Excerpted passage
[Start]
Saturday, November 3, 2012

sed awk join two lines and print nth field from line using awk

Just a series of old-unix-guy tricks that I half-remembered from the last time that I had to do it. The result is still bitchin though. My log files have the variable with the bad value on one line, and the value in question on the next line - d'oh! The variable names all have the same prefix, so I realized that I could grep or sed for that. Then all I had to do was find a way to grab the next line and do stuff with it to pull out the bad value in question. To make a single line printout with the time, date, variable name, and value, my command line turned out to be:

sed -n '/PREFIX/{N;s/\n//;p}' 20121022_123632.msg | awk '{print $2 "\t" $3 "\t" $8 "\t" $NF}' > output_file.txt

Update: I have since continued to work this problem, and have come up with another solution involving only awk. The reason was that I wanted to use my command line with a recursive find such that I could run this command line on each file found, depositing the results for each found file back into a new file in the same directory as each found file with the same name as the found file but with a new suffix. I could either use xargs or use the -exec feature of find to run the command line on the results. What several hours of trying taught me was that piping things between sed and awk wasn't possible to do under either find -exe or xargs. Eventually, I found a way to do all the line manipulation in awk with a single command line without piping and then use it with find -exec which has a much nicer argument expansion capability than xargs. Here's the final result:

find . -name "KEYWORD*.log" -execdir awk '/PREFIX/{printf $2"\t"$3"\t"$8"\t">>"{}.ALARMS";getline;print $NF>>"{}.ALARMS"}' {} \;

The key features here are: 1) regex for matching just like sed, 2) the use of printf to print the result from the first line without a carriage return so that the next thing printed (from the next line) would be printed with the result from the first line, 3) the use of getline to just freaking get the next line, and do a print tailored just to that line, 4) the use of >> for each print statement for the filename (and the fliename *has* to be in quotes, but hahaha find -exec graciously expands the {} to form the filename with the new suffix right in the awk script, as well as sending the filename to awk as the final argument). 5) -execdir instead of -exec which causes the command to be run in the directory where the file was found (and thus the result to be deposited in the same directory)

The Conclusion: After coming up with that bitchin find command and thoroughly testing it on my own system using Cygwin, it bombed when I ran it on the server. That one may be running BSD or something (although I'm not sure since a man for awk on that system returns the page for gawk). The failure that I got was a syntax error on the expanded result. For some reason, even though I fed the following into my -execdir in find,:

awk '/PREFIX/{printf $2"\t"$3"\t"$8"\t">>"{}.ALARMS";getline;print $NF>>"{}.ALARMS"}' {}

The syntax error that I got back would show an extra ./ prepended to the expanded command line being fed to awk:

awk: syntax error in: './/PREFIX/{printf $2"\t"$3"\t"$8"\t">>"input_file.ALARMS";getline;print $NF>>"input_file.ALARMS"}'

The expanded filenames were always correct, and I tried escaping a bunch of stuff to no avail. In the end, getting rid of the expansions for the output file and just using a generic hard-coded output file name mysteriously fixed the problem, and worked out better in the end. So, in the end, I had to go with this:

find . -name "KEYWORD*.log" -execdir awk '/PREFIX/{printf $2"\t"$3"\t"$8"\t">>"ALARMS.txt";getline;print $NF>>"ALARMS.txt"}' {} \;
[End]
Your goal
Reproduce the part of the sed and awk post above that starts at "The key features" and ends at "the same directory)", keeping every word and character unchanged.

Supplied data
[Start]
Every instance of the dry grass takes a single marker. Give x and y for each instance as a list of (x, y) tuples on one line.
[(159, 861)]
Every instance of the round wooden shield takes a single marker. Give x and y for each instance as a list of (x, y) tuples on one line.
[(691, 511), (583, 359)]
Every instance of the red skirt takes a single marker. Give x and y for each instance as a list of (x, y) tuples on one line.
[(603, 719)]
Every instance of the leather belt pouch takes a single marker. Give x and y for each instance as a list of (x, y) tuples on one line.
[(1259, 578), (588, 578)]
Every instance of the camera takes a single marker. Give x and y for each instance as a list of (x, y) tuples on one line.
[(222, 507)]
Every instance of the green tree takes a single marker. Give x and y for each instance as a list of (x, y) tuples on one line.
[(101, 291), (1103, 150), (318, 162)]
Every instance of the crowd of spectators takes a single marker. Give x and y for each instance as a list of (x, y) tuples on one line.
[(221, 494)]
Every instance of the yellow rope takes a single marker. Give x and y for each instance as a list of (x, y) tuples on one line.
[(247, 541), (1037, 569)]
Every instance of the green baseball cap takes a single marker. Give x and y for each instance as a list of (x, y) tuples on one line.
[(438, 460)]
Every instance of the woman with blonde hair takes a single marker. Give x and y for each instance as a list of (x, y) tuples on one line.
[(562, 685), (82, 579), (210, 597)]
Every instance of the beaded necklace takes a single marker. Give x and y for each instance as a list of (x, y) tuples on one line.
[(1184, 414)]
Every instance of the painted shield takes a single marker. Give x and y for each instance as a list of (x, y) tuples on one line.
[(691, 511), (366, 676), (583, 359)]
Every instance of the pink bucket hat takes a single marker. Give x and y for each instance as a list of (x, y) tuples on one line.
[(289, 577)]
[End]
Final result
The key features here are: 1) regex for matching just like sed, 2) the use of printf to print the result from the first line without a carriage return so that the next thing printed (from the next line) would be printed with the result from the first line, 3) the use of getline to just freaking get the next line, and do a print tailored just to that line, 4) the use of >> for each print statement for the filename (and the fliename *has* to be in quotes, but hahaha find -exec graciously expands the {} to form the filename with the new suffix right in the awk script, as well as sending the filename to awk as the final argument). 5) -execdir instead of -exec which causes the command to be run in the directory where the file was found (and thus the result to be deposited in the same directory)